→ **WORK INSTRUCTIONS**
Transcription, pictures excluded: write out the data below exactly.

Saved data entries
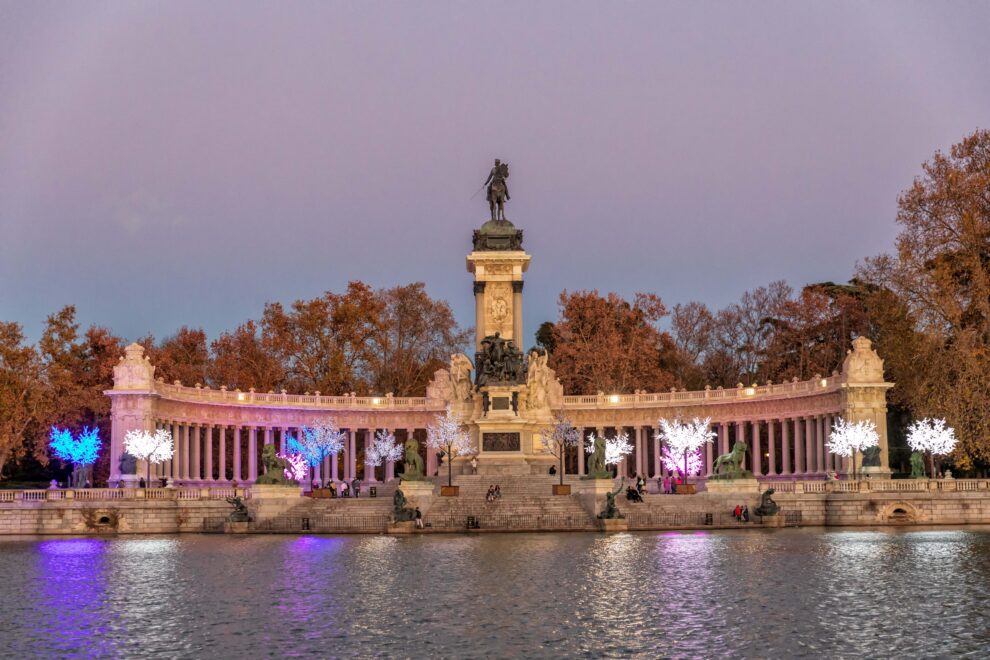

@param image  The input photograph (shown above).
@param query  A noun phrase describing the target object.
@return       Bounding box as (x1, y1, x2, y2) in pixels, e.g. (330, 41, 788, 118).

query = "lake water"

(1, 528, 988, 658)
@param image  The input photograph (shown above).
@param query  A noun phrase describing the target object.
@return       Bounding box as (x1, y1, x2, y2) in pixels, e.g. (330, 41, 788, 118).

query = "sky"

→ **ANSWER TO THIS TASK**
@param image  The input photograph (shown above).
@param query  A noun phrase describing the target object.
@return       Bounding box as (x1, y1, x2, y2) in pixels, e.g. (330, 41, 788, 118).

query = "lake water"

(1, 528, 988, 658)
@param image  The input photograph (shown above).
@param query  A noun phrase describing the target object.
@return       Bounding box as (x1, y1, x2, y2) in pixels, e.g. (330, 41, 788, 118).

query = "sky"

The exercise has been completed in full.